[The data]:
====================
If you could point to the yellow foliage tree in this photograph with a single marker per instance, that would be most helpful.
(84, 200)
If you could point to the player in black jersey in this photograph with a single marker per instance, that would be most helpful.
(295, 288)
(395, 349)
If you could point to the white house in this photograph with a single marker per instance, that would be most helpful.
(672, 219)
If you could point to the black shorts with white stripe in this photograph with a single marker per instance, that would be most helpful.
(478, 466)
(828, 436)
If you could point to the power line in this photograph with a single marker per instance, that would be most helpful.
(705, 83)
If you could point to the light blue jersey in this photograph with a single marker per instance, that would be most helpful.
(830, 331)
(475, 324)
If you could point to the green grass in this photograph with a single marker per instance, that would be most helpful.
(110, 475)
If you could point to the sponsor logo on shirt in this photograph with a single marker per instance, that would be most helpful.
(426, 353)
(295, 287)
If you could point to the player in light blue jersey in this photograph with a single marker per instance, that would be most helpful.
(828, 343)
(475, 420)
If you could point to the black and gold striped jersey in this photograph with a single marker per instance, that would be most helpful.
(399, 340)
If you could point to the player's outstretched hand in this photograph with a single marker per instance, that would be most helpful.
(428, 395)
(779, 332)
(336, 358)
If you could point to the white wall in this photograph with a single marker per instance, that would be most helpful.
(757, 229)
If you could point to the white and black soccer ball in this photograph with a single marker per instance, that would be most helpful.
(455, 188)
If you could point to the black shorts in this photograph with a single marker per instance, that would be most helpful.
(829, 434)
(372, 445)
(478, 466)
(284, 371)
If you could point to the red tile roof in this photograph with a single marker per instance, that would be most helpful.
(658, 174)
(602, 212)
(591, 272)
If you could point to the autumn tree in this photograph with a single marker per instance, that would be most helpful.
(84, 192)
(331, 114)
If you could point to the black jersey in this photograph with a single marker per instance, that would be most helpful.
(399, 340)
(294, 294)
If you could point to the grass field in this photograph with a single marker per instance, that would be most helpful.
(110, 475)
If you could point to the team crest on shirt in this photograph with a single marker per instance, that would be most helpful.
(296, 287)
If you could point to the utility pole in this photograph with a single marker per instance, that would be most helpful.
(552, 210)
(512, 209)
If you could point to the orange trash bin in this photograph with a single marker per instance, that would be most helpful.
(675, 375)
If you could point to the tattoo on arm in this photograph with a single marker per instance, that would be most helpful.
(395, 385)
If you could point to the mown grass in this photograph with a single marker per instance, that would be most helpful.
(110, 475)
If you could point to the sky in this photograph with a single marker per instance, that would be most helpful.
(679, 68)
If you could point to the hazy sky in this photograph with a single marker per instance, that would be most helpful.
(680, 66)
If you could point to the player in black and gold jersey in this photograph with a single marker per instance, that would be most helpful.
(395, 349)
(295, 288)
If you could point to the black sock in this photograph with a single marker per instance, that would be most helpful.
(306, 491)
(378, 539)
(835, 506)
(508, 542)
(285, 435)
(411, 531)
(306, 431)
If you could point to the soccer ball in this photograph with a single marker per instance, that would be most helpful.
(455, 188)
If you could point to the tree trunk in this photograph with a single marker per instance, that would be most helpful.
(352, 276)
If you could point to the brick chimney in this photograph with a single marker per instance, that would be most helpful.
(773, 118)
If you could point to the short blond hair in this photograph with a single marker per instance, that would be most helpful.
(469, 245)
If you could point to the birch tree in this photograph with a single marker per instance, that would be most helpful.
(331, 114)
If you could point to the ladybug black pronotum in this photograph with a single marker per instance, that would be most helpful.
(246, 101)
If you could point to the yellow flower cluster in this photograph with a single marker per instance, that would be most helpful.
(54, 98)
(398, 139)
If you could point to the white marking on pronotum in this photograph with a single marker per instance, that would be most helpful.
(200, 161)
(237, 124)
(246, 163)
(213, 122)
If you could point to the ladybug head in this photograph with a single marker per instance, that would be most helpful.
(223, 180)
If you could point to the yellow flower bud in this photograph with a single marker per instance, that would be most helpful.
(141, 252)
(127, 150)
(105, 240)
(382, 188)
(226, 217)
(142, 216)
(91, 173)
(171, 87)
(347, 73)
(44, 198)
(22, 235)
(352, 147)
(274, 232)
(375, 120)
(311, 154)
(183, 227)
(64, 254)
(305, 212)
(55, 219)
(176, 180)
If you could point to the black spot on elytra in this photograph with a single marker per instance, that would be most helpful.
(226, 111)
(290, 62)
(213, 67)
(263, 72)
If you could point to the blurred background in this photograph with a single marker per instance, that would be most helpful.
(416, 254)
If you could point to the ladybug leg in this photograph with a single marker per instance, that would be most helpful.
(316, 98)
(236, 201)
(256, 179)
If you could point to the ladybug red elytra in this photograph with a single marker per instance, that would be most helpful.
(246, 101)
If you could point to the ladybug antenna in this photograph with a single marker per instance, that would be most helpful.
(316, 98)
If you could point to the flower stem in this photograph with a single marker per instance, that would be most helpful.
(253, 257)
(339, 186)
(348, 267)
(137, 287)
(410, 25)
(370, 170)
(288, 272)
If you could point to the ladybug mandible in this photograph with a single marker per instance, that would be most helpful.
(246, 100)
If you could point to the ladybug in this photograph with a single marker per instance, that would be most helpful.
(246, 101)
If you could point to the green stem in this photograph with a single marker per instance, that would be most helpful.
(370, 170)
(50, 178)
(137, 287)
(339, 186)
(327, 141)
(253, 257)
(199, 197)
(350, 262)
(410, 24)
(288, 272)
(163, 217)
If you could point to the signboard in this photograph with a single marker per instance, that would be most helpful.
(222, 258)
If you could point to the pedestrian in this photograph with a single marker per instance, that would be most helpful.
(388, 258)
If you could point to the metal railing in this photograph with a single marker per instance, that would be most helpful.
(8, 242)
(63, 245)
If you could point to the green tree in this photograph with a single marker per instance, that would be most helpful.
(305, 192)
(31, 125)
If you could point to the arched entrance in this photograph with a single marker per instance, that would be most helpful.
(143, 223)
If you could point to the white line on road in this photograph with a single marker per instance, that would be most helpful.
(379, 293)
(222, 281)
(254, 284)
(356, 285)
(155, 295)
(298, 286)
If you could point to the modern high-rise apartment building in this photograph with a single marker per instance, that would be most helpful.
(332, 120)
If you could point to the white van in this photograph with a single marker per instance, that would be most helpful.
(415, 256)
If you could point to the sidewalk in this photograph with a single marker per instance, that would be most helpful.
====================
[Stated task]: All of the entries above must be quoted exactly.

[Solution below]:
If you could point to the yellow foliage tree in this photograph with a single marker per instance, that would be most helpful.
(84, 200)
If you could point to the player in black jersey in this photograph with a single marker per instance, that would be most helpful.
(295, 288)
(395, 349)
If you could point to the white house in this photograph with a single marker per instance, that would be most helpful.
(672, 219)
If you could point to the black shorts with white stripe in this photograph with a single marker per instance, that would be most helpful.
(478, 466)
(828, 436)
If you could point to the power line in this photograph with a single marker per instance, that would be most helpful.
(705, 83)
If you could point to the light blue jersey in this photograph with a single marker per instance, that would be most helpful.
(830, 331)
(475, 324)
If you could point to the green grass in this photograph with a single marker per instance, that would be most helpful.
(110, 475)
If you could point to the sponsor logo on shirt in this photograph with a single marker per instance, that would be most helpful.
(426, 353)
(295, 287)
If you could point to the player in light blue jersey in this photograph with a single marker per instance, that would be most helpful.
(828, 343)
(475, 420)
If you could point to the black and gold striped jersey in this photograph with a single marker per instance, that would be most helpful.
(399, 340)
If you could point to the player's outstretched hand in this photograph with a single marker per instance, that would be most helpful.
(428, 395)
(779, 332)
(336, 358)
If you could point to the white wall in this photograph with a single marker per instance, that would be most helpful.
(757, 229)
If you could point to the white and black soccer ball in this photograph with a single marker per instance, that would be most helpful.
(455, 188)
If you could point to the black shorts in this photograph with a single marker per instance, that would be most helpful.
(829, 434)
(372, 445)
(478, 466)
(284, 371)
If you could point to the red tile roof in this photograph with a single marker per instance, that would be most helpful.
(658, 174)
(602, 212)
(591, 272)
If you could point to the autumn tree in this photograph with a single marker per instance, that would be most helpful.
(84, 192)
(331, 114)
If you could point to the black jersey in this photograph with a single marker per instance, that would be most helpful.
(399, 340)
(294, 294)
If you could point to the grass field in this photograph with a single marker per instance, that would be most helpful.
(110, 475)
If you could point to the team crest on shirt in this photograph with a single marker per instance, that would be most helpful.
(296, 287)
If you could point to the utility pole in this photograph with a single marker per instance, that would be most helpful.
(552, 210)
(512, 209)
If you could point to the orange trash bin in this photograph with a single marker per instance, that would be most helpful.
(675, 375)
If you could point to the tattoo on arm in this photograph with a single marker per instance, that would be most helpful.
(395, 385)
If you could point to the mown grass in this photograph with a single marker per instance, that would be most helpful.
(110, 475)
If you could point to the sky in this photograph with a single marker per instance, that would be most helpful.
(679, 68)
If you could point to the hazy sky in this photograph with a single marker per instance, that would be most helpful.
(680, 66)
If you could point to the player in black and gold jersey in this photograph with a single marker per instance, that would be most helpful.
(395, 349)
(295, 288)
If you could point to the black sock in this photograph with a single marker per instance, that would be most helpful.
(306, 491)
(378, 539)
(835, 506)
(508, 542)
(285, 435)
(411, 531)
(306, 431)
If you could point to the soccer ball in this photograph with a single marker per instance, that would be most helpful.
(455, 188)
If you could point to the tree trunk in this photograph with a single marker per instance, that would be most helpful.
(352, 276)
If you could point to the brick chimney in this photograph with a single marker per instance, that would be most helpful.
(773, 118)
If you could point to the short blond hair in this photograph with a single marker per instance, that would be most helpful.
(469, 245)
If you could point to the birch tree in this photograph with a single marker per instance, that would be most helpful.
(331, 114)
If you could point to the ladybug black pronotum in this photograph with a single marker per instance, that would be most helpful.
(246, 101)
If you could point to the yellow flower cluster in this photograph with a single marker per instance, that would be most helpful.
(54, 98)
(398, 139)
If you could point to the white marking on pronotum in this photograph with a single marker per instance, that would be most helpful.
(200, 161)
(237, 124)
(246, 163)
(213, 122)
If you could point to the ladybug head in this photograph with a single marker per instance, that would be most helpful.
(223, 180)
If you could point to the yellow flower bud in this photograph with a single marker per instance, that would be most helpful.
(141, 252)
(127, 150)
(105, 240)
(382, 188)
(226, 217)
(142, 216)
(91, 173)
(171, 87)
(347, 73)
(44, 198)
(22, 235)
(352, 147)
(274, 232)
(375, 120)
(311, 154)
(183, 227)
(64, 254)
(305, 212)
(55, 219)
(176, 180)
If you could point to the black spot on elytra in this photograph with a single marker per instance, that would be most helpful.
(226, 111)
(290, 62)
(213, 67)
(263, 72)
If you could point to the blurred background in this photograph with a single marker per instance, that would be most helpful.
(416, 254)
If you could point to the ladybug leg in this photograph with a single marker per instance, that would be most helpful.
(316, 98)
(236, 201)
(256, 179)
If you could point to the ladybug red elytra in this photograph with a single marker per instance, that would be most helpful.
(246, 101)
If you could point to the ladybug antenna in this photograph with a single marker per instance, that would be most helpful.
(316, 98)
If you could point to the flower stem in this photograph with a single marker per instance, that would be most helpful.
(253, 257)
(339, 186)
(348, 267)
(137, 287)
(410, 25)
(370, 170)
(288, 272)
If you could point to the ladybug mandible in this photograph with a single marker per instance, that would be most helpful.
(246, 100)
If you could point to the ladybug in this photograph with a single marker per instance, that would be most helpful.
(246, 101)
If you could point to the green stem in this photograph with a single marker per instance, that would be most helpful.
(370, 170)
(50, 178)
(137, 287)
(339, 186)
(327, 141)
(253, 257)
(199, 197)
(350, 262)
(410, 24)
(288, 272)
(163, 217)
If you could point to the signboard in this photograph with a single marker per instance, that would be most helpful.
(222, 258)
If you could point to the pedestrian in this photograph with a single marker per instance, that would be most helpful.
(388, 258)
If you could point to the metal railing in this photograph with a single marker per instance, that would be most helpful.
(8, 242)
(63, 245)
If you could point to the green tree in this photograph with a single marker per instance, that would be most helpful.
(305, 192)
(31, 125)
If you could point to the arched entrance in this photograph with a single marker per instance, that would be most helpful.
(143, 223)
If you could point to the white line on road in this photograph with a single marker per instance, that would be most helpful.
(379, 293)
(222, 281)
(254, 284)
(356, 285)
(155, 295)
(298, 286)
If you could point to the modern high-rise apartment building in this photograph with a single marker per instance, that would be most helpful.
(332, 120)
If you could point to the white van in this photograph with a single marker per instance, that would be most helpful.
(415, 256)
If you could point to the sidewalk in this photograph with a single marker per instance, that would be most helpful.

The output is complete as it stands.